▶ **DATA SECTION**:
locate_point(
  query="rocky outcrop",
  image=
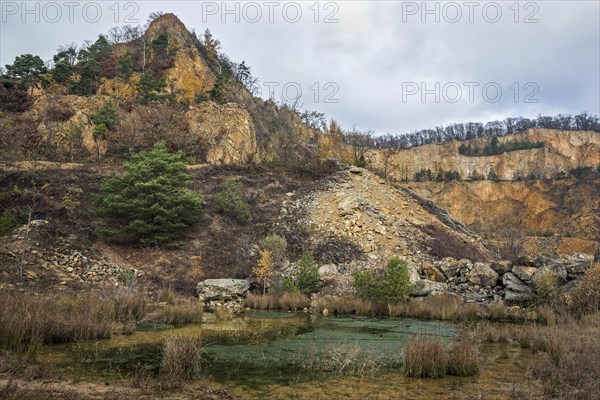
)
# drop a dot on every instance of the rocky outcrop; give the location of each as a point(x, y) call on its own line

▶ **WORK REQUEST**: With the pictures removed, return each record above exactly as given.

▶ **SOLUTION TO THIS TASK**:
locate_point(
  query="rocky outcrop",
  image=
)
# drop a dot on every instance of the rocky outcrop; give the location of each as a point(x, y) call on its own line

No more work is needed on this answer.